* _SET EXERCISE_
Reproduce the records word for word, beginning with the first line and ending with the line that contains "46;238;112;272", including that line.

***** ROWS *****

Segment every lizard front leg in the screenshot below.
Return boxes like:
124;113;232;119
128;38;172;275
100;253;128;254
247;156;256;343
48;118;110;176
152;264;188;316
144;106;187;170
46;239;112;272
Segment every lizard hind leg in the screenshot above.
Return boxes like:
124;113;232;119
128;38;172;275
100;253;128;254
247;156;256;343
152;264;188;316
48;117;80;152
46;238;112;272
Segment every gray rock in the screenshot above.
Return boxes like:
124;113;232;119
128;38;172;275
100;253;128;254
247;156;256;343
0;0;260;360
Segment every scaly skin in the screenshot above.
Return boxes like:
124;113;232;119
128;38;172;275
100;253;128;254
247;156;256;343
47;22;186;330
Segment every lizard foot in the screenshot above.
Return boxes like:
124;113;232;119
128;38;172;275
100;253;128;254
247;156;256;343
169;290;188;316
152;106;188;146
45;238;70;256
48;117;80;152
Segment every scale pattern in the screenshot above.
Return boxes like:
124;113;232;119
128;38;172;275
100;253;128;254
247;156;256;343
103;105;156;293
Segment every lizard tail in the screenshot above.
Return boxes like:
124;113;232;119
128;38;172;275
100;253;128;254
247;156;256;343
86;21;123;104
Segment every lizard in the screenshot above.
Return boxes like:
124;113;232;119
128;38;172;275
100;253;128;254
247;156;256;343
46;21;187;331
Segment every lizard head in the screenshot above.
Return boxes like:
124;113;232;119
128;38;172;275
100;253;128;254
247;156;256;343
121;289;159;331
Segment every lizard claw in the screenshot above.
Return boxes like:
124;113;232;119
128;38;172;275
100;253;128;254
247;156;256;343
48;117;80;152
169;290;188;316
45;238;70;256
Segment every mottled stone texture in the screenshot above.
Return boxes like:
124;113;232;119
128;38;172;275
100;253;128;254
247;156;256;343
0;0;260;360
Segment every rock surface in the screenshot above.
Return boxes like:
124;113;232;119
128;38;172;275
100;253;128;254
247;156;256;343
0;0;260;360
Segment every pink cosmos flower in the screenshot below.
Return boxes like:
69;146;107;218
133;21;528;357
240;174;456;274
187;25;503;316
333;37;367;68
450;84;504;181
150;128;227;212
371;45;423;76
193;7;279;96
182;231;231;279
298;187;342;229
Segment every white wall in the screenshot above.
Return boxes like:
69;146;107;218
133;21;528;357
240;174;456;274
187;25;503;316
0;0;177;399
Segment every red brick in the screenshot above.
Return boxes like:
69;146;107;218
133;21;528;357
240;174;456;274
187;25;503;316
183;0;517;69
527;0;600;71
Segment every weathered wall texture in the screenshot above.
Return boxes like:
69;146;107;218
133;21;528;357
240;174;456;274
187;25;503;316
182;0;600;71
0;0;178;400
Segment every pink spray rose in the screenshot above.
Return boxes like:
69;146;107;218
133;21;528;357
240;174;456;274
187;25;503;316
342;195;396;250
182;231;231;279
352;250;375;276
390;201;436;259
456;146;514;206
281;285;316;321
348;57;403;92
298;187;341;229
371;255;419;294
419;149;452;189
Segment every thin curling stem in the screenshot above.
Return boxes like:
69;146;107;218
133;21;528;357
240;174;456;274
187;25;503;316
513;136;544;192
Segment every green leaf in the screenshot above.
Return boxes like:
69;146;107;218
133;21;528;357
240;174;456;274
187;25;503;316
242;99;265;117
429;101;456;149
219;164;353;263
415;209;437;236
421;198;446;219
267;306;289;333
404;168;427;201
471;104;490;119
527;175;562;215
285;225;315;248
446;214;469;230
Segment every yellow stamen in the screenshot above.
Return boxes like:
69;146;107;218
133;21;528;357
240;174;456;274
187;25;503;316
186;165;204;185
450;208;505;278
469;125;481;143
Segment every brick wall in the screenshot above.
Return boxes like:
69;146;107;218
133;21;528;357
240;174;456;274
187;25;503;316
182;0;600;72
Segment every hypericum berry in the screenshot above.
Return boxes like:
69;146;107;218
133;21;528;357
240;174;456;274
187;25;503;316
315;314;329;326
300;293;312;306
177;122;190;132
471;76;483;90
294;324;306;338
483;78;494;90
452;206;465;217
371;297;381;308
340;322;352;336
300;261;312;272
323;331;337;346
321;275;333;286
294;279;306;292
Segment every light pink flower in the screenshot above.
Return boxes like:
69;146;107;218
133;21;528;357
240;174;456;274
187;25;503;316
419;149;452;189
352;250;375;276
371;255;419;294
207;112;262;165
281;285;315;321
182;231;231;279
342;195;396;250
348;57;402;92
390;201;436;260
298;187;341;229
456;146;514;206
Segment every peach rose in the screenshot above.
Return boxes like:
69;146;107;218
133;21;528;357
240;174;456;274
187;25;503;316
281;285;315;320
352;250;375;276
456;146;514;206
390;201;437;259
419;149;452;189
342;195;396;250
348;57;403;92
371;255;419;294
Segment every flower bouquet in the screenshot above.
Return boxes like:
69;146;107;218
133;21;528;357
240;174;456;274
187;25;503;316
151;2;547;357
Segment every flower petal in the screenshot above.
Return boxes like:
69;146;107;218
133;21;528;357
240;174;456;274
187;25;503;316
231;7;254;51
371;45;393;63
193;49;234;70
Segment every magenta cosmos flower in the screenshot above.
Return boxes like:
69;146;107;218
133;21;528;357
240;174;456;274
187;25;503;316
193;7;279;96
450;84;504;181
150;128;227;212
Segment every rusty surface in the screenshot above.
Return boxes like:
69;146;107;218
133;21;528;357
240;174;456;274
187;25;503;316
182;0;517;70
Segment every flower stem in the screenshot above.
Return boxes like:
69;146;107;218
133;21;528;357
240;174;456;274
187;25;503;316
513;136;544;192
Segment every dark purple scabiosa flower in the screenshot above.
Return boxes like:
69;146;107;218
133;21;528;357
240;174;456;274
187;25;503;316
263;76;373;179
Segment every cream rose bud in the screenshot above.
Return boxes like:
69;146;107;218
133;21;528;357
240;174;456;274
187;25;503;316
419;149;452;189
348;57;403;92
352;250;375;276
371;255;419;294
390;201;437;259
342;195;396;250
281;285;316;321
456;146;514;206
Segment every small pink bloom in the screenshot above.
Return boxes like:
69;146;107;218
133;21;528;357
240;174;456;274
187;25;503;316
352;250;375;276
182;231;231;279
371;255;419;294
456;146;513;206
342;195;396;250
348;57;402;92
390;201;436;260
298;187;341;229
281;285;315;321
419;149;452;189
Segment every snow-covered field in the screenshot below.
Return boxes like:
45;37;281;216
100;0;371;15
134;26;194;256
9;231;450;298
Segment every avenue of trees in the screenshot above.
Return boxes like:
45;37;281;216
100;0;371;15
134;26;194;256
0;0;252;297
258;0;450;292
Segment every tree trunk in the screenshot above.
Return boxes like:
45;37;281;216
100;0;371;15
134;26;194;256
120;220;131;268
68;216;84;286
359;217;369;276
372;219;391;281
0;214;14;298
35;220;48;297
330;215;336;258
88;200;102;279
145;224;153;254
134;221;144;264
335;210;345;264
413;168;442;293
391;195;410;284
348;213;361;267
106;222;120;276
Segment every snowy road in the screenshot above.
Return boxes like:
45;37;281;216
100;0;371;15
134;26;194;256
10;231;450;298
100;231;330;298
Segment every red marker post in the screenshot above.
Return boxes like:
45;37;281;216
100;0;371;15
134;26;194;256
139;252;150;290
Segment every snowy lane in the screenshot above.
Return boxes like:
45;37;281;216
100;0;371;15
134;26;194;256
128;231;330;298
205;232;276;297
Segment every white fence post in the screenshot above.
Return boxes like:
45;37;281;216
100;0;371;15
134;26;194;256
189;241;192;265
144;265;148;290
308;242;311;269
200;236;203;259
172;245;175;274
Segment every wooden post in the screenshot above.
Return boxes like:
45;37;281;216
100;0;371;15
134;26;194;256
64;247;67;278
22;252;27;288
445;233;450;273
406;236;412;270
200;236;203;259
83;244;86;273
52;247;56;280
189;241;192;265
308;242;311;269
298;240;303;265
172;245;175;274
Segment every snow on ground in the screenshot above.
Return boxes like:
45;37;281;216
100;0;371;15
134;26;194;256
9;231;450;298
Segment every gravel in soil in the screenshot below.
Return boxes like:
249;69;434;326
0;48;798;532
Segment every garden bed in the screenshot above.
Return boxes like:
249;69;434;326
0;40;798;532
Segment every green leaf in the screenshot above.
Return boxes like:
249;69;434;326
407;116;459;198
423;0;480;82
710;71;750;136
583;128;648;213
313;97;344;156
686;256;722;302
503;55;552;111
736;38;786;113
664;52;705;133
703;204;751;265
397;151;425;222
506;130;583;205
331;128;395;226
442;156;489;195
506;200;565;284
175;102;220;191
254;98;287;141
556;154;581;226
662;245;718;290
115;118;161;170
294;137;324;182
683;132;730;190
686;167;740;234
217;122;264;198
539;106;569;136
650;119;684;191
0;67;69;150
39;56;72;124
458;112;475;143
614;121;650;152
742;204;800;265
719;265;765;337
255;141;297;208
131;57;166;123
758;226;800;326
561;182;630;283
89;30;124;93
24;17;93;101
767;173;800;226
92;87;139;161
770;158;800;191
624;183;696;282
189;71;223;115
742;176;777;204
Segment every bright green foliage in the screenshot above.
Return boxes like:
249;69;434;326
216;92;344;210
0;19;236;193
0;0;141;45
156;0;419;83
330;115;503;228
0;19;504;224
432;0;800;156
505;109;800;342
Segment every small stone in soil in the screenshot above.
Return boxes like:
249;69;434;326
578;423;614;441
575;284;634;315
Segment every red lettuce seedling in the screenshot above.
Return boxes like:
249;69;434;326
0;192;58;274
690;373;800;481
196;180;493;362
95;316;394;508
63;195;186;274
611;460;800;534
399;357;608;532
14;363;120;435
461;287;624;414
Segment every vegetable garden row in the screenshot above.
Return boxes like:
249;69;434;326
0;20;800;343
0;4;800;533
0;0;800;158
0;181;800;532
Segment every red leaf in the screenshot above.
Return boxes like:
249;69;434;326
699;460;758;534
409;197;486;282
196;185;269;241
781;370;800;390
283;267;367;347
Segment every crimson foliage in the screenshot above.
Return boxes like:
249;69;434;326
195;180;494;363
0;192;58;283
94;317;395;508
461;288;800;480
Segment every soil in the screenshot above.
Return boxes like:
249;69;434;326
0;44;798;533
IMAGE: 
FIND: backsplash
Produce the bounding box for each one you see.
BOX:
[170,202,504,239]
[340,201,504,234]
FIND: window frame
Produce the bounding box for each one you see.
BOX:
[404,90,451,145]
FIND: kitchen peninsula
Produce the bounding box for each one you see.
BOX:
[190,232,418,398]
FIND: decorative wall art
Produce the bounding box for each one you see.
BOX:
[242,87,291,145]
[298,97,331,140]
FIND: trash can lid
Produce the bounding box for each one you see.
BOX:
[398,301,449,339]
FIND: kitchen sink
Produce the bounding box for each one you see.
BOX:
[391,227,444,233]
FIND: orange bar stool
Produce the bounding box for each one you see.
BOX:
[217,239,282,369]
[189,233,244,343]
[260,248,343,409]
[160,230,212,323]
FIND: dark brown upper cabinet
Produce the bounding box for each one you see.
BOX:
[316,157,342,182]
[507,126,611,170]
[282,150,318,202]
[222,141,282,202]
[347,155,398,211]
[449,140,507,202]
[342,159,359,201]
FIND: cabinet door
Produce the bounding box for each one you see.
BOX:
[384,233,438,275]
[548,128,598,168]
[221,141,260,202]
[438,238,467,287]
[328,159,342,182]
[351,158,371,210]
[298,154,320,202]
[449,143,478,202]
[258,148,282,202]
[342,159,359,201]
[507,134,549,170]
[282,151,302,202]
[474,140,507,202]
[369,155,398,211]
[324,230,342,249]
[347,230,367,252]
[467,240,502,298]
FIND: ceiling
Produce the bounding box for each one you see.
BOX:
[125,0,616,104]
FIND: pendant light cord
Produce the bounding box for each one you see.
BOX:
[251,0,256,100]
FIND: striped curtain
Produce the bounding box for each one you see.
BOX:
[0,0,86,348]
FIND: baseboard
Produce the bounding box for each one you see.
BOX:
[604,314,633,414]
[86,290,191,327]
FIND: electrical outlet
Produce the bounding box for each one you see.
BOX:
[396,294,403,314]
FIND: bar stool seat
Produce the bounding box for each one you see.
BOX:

*****

* _SOLUTION TO THE EXERCISE_
Segment every lizard front leg in the screenshot below.
Return boxes like:
124;113;232;119
128;38;172;275
100;253;128;254
247;156;256;343
48;118;110;176
152;264;188;316
144;106;187;170
46;239;112;272
Segment every lizard hind leg in the screenshot above.
Return boxes like:
124;113;232;119
128;38;172;275
100;253;128;254
247;156;256;343
152;264;188;316
48;117;80;152
46;238;112;272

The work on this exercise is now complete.